__What is expected__.
Reproduce the closing part of the entries exactly: the line with "Labeling instructions: Locate the etched floral" and all lines after it, ending with the last line, and nothing else.
* START Supplied data *
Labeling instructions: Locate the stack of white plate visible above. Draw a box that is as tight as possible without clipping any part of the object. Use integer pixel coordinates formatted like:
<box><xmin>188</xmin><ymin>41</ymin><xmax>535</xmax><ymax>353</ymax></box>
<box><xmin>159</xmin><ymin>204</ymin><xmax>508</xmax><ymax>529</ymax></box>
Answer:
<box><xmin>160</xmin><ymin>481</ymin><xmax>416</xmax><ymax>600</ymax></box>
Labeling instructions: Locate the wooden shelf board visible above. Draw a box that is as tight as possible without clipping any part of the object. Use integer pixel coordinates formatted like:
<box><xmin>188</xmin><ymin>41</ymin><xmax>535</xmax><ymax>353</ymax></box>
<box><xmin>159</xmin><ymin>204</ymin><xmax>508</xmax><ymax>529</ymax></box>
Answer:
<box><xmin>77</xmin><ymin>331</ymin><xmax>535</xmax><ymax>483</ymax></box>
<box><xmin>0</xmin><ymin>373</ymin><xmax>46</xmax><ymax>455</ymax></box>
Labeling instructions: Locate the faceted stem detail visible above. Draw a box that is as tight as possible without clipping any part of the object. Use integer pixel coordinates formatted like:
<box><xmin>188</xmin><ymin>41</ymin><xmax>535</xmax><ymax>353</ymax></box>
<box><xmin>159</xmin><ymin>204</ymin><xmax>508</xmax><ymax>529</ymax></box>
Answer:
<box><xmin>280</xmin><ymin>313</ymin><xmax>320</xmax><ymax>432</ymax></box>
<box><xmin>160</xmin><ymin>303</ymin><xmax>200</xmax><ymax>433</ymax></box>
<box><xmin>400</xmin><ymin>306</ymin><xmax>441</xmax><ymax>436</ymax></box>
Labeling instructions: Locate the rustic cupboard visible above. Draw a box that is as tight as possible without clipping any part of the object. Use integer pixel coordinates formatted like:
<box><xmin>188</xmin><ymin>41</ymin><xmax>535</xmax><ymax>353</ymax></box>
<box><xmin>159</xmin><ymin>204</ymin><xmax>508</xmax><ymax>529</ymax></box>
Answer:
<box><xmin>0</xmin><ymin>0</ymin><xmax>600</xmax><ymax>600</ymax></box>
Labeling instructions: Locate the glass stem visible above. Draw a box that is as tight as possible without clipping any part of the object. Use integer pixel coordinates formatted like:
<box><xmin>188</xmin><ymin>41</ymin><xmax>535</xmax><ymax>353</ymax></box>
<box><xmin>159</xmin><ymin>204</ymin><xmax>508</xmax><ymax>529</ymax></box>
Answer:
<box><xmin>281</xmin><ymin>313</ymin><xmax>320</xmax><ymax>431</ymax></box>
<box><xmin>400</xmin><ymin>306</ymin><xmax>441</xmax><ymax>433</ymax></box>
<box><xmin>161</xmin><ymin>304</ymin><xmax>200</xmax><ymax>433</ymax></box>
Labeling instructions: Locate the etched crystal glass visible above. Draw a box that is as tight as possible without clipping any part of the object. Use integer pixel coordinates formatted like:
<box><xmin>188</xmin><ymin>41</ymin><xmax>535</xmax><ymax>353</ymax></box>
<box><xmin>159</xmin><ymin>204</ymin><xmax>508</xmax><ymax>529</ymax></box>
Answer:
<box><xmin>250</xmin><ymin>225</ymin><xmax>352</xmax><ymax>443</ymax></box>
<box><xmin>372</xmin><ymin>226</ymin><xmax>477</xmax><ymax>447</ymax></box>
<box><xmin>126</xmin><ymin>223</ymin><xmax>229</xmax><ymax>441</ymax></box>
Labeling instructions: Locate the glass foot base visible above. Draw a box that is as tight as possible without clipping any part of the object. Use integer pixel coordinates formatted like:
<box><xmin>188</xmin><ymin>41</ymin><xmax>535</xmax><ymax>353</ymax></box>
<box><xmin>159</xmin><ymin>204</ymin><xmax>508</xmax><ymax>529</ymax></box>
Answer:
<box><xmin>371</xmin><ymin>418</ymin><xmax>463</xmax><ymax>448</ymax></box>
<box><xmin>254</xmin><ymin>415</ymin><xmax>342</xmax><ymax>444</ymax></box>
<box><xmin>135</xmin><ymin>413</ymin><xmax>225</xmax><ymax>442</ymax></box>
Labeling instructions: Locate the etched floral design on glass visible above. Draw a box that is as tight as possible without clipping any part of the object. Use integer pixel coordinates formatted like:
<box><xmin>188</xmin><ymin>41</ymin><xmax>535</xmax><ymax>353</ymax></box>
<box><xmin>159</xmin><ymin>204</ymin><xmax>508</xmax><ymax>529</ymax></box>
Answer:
* END Supplied data *
__Answer below__.
Labeling instructions: Locate the etched floral design on glass visible above. Draw a box that is as tight as possible without clipping any part of the object. Use integer pixel coordinates formatted like:
<box><xmin>188</xmin><ymin>41</ymin><xmax>535</xmax><ymax>353</ymax></box>
<box><xmin>159</xmin><ymin>204</ymin><xmax>508</xmax><ymax>529</ymax></box>
Answer:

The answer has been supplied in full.